> WHAT IS ASKED: Rewrite only the part that opens with the line containing "Note to the class: we label each instance of the wildflower" and closes with the line containing "Note to the class: we label each instance of the pale", changing every "instance" to "occurrence" and leaving all else as it is.

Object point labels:
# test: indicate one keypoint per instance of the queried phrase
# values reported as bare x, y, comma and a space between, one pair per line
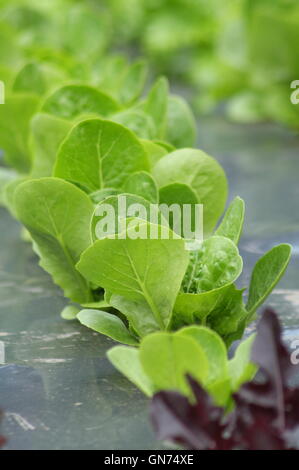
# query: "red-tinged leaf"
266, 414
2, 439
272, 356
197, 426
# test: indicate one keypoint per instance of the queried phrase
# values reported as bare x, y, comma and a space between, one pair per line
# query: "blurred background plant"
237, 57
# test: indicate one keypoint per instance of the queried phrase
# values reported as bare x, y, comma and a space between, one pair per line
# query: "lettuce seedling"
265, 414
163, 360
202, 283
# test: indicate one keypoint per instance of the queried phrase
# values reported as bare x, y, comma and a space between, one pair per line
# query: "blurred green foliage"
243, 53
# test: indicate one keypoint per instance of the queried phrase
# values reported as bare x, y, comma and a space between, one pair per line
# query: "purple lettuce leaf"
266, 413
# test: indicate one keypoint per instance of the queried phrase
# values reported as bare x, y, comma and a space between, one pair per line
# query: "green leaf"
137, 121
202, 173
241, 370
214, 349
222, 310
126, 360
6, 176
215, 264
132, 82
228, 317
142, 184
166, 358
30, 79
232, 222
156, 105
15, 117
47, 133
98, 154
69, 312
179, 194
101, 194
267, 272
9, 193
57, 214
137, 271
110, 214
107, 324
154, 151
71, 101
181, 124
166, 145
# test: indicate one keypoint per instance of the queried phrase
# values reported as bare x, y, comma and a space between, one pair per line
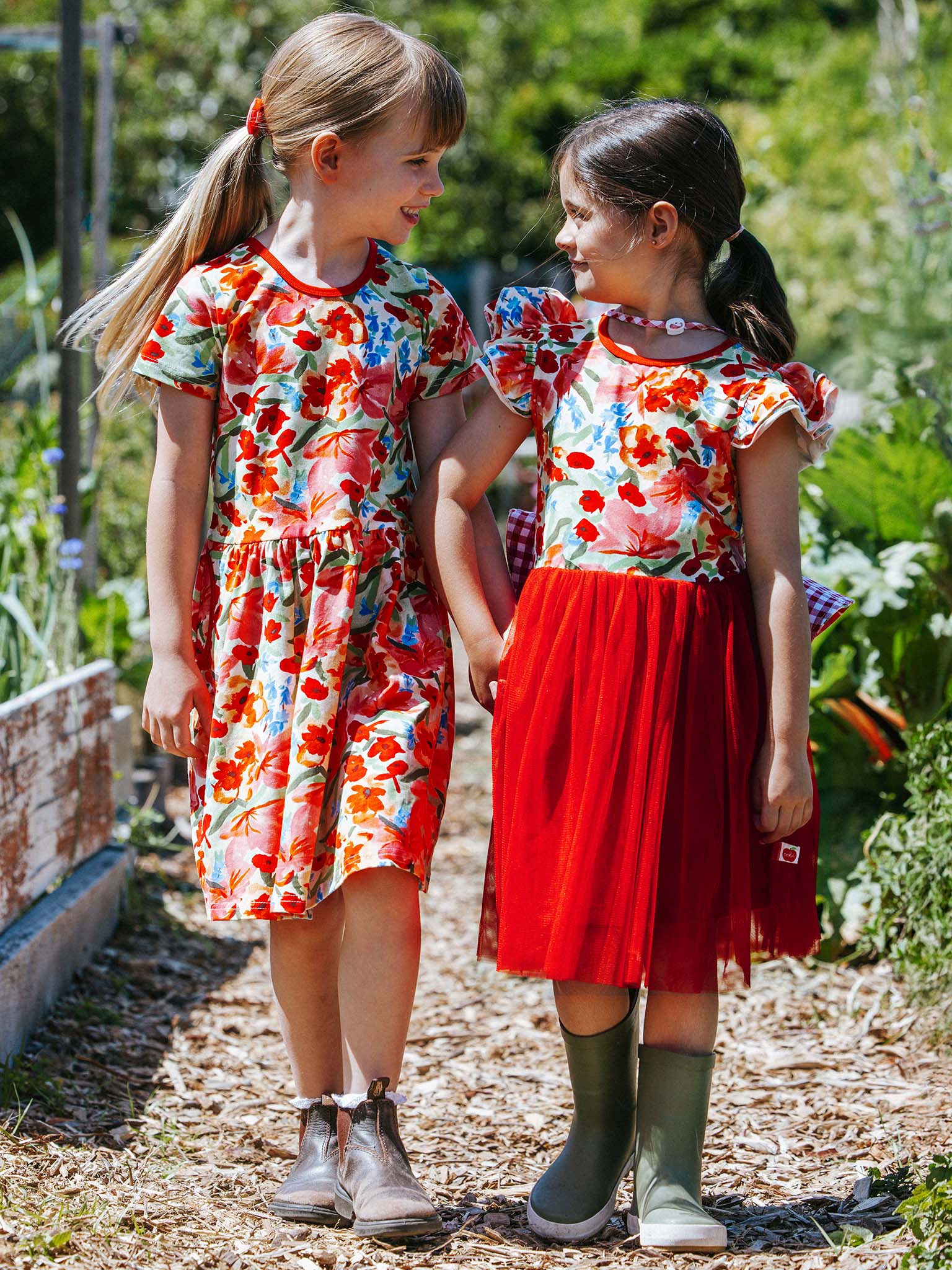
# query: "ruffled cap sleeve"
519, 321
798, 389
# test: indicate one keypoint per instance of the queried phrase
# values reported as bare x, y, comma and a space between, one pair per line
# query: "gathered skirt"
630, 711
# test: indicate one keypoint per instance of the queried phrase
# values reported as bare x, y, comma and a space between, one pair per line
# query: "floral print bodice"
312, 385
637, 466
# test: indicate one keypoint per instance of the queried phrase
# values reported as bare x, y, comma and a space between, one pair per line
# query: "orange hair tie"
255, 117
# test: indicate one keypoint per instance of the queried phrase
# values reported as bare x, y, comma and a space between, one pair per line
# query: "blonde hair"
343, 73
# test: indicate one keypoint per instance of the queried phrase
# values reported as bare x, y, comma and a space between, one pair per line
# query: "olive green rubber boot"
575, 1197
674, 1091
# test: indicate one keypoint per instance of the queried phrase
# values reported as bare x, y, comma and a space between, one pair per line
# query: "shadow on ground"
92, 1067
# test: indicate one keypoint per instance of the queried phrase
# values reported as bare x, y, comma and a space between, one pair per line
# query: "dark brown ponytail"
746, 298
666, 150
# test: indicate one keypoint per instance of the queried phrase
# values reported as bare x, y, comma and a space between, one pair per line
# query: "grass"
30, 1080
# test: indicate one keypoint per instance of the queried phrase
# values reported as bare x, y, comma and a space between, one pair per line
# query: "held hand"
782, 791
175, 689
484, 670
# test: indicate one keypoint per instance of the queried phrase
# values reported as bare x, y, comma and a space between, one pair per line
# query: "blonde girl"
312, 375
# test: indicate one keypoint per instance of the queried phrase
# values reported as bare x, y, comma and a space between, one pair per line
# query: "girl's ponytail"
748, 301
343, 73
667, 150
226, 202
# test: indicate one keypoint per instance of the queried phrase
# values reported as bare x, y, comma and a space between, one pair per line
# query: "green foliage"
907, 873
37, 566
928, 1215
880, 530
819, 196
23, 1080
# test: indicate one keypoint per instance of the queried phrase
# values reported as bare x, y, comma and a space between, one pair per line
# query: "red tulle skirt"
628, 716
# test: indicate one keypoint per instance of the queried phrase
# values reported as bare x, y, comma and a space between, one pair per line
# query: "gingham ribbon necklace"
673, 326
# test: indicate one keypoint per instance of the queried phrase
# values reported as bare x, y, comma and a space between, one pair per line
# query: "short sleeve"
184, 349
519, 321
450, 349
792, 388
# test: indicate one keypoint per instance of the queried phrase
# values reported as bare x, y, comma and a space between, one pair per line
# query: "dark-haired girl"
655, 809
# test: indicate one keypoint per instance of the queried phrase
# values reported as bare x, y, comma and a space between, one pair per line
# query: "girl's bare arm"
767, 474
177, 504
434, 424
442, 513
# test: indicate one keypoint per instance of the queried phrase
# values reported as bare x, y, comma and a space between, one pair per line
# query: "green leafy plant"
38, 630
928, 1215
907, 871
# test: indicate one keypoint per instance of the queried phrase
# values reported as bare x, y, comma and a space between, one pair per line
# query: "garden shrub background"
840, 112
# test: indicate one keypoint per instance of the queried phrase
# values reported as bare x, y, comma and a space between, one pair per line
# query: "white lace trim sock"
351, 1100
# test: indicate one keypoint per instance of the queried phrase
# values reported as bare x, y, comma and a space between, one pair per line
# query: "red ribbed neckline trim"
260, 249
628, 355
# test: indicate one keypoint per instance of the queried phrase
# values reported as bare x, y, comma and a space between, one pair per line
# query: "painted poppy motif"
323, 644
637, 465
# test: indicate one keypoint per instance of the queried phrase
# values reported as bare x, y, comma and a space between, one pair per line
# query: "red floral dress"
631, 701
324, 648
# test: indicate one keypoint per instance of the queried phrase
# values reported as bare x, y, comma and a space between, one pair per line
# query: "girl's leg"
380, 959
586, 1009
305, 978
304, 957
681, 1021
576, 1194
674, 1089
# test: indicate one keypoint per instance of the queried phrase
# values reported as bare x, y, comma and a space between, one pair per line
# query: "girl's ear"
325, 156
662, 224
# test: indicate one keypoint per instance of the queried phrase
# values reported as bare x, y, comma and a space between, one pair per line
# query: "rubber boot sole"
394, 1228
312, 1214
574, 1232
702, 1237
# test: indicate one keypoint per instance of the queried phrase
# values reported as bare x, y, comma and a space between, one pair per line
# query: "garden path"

...

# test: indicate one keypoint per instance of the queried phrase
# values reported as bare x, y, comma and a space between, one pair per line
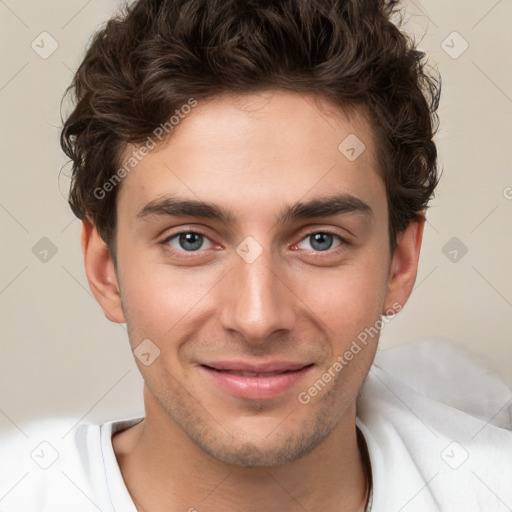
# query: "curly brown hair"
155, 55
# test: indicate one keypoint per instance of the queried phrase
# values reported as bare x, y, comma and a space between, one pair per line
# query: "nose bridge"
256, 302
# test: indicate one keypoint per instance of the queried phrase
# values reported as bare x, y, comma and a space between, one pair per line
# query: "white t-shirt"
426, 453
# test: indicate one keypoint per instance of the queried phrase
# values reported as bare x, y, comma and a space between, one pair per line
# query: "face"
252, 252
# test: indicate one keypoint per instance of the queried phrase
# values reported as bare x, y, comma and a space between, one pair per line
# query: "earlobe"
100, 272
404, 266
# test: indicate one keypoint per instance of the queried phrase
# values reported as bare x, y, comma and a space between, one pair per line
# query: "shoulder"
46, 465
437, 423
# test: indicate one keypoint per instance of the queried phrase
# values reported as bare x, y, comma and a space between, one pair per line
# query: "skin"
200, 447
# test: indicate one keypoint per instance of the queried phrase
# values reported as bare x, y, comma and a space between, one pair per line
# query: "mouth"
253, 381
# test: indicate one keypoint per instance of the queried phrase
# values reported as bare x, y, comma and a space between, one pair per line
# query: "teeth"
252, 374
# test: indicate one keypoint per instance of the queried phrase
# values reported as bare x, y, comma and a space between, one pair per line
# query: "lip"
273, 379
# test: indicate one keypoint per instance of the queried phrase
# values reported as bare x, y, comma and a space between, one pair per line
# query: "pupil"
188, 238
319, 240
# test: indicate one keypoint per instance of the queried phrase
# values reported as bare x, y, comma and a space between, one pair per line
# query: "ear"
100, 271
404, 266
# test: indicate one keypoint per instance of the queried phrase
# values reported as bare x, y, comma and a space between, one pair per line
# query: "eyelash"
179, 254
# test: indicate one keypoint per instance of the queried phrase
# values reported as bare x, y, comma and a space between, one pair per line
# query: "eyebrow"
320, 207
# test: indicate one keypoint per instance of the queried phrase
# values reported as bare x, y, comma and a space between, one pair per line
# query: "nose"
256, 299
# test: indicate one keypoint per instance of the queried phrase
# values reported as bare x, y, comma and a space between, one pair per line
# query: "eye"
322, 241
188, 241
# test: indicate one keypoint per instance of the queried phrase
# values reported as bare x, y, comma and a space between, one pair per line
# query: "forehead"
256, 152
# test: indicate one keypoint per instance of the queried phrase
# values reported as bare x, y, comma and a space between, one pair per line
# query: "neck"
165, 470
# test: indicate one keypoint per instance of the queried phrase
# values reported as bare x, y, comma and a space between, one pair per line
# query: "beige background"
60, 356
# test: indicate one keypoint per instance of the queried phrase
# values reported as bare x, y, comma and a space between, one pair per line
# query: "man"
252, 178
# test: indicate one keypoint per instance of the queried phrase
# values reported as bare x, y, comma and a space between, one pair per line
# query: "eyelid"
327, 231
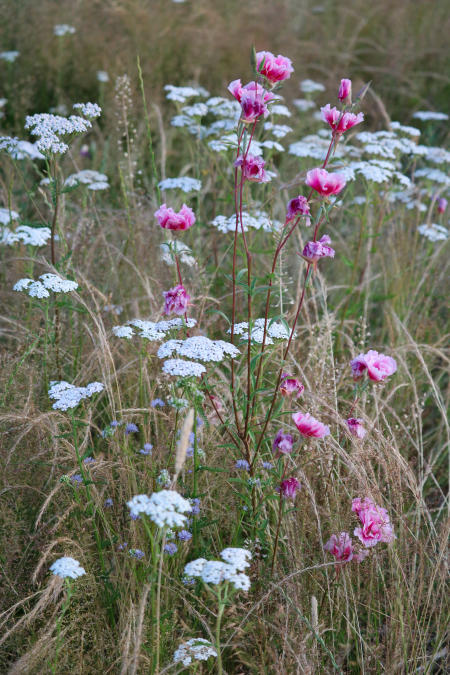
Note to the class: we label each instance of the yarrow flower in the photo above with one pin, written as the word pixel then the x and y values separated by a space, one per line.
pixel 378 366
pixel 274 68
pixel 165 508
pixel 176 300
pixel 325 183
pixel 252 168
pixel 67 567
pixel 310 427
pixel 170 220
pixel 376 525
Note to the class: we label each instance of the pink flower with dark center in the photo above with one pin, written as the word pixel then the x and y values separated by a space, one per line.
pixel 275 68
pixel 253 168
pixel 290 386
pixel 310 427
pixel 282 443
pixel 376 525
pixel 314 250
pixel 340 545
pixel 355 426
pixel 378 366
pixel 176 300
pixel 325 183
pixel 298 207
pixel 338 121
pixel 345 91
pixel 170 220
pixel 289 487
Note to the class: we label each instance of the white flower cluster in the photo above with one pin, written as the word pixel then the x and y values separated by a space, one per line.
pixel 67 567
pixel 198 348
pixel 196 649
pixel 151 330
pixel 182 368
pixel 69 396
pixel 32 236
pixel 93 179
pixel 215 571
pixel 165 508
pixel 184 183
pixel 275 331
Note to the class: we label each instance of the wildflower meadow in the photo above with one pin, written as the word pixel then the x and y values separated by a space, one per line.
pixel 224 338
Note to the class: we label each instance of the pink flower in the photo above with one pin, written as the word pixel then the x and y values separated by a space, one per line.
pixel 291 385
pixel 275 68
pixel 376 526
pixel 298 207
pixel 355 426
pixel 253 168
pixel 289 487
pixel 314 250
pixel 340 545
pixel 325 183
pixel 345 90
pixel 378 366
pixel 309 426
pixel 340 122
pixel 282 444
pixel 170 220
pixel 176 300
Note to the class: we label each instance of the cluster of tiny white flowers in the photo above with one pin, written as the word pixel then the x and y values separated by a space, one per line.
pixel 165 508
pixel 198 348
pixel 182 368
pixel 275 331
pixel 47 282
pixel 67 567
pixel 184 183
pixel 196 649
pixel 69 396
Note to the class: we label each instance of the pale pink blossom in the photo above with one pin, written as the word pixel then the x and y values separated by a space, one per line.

* * *

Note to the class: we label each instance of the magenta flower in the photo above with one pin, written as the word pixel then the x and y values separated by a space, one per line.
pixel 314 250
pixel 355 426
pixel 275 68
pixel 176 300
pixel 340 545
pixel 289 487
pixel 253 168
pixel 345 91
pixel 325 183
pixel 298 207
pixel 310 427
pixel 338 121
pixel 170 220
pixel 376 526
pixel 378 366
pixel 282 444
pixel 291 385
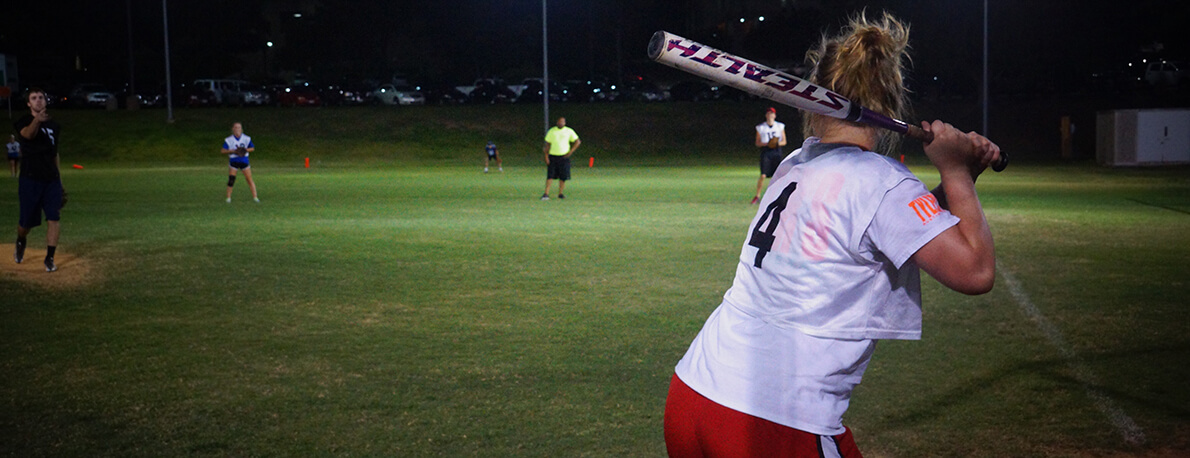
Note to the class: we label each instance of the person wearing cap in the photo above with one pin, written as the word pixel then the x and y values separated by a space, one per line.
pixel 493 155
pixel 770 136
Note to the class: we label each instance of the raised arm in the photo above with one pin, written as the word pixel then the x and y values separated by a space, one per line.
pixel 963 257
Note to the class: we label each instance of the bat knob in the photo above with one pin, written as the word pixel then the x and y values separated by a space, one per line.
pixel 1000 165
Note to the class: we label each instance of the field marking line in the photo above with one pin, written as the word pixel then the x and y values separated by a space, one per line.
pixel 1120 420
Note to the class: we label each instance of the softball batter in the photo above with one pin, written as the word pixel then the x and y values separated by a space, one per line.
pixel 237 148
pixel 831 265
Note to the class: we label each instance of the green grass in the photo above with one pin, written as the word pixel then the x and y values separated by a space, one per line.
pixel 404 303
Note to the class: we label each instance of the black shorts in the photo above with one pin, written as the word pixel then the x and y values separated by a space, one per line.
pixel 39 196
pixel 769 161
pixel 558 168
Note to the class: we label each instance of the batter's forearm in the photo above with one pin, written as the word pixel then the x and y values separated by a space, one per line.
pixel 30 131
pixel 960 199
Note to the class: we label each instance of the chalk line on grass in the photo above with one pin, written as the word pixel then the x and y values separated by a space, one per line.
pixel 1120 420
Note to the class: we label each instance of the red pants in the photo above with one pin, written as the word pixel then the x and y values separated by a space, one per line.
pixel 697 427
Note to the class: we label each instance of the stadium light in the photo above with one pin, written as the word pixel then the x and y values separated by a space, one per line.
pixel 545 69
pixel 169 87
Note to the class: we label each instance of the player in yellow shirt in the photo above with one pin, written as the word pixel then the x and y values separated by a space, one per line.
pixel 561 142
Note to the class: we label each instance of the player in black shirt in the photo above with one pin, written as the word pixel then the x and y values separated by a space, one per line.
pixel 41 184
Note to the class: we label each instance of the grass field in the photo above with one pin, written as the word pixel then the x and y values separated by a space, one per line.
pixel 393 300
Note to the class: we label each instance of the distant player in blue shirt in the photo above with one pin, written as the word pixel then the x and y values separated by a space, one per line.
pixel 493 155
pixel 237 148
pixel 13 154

> RESPONSE:
Note to the class: we label each occurrence of the wildflower meadow in the photo above with one pin, written as the word pixel then the x and y values separated by a space, one per line.
pixel 224 338
Note to the class: we label each occurrence of the pink flower in the photo above with one pin, written as the word pixel then the x and y values separated by a space, one per line.
pixel 291 385
pixel 275 68
pixel 376 526
pixel 298 207
pixel 355 426
pixel 253 168
pixel 289 487
pixel 314 250
pixel 340 545
pixel 325 183
pixel 345 90
pixel 378 366
pixel 309 426
pixel 340 122
pixel 282 444
pixel 170 220
pixel 176 300
Note to the class: we label each occurrence of the cluster of tiny white flowers in the photo above with one pin, written as the word pixel then the x and y values separated by a space, one per line.
pixel 165 508
pixel 198 348
pixel 182 368
pixel 275 331
pixel 47 282
pixel 67 567
pixel 184 183
pixel 196 649
pixel 69 396
Note to the class: we label each occurrence of the pale pink blossom in the photo above with one pin, written as the word pixel then the x and y values separated by a space, one per line.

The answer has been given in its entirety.